(Referring expression data)
━━━

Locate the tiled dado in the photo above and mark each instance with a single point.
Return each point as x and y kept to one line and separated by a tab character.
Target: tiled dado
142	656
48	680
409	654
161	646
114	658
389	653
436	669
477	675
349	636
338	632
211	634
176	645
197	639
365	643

━━━

Reproduce the entries so that each line reads exactly as it did before.

OUTPUT FOR THIS EXERCISE:
Locate the tiled dado in the photo above and mark each instance with a single point.
Return each point as x and y kept to one line and separated by a tab character.
Target: tiled dado
142	656
48	680
409	654
161	646
114	658
389	653
436	669
477	675
349	636
338	632
211	634
176	645
197	639
365	643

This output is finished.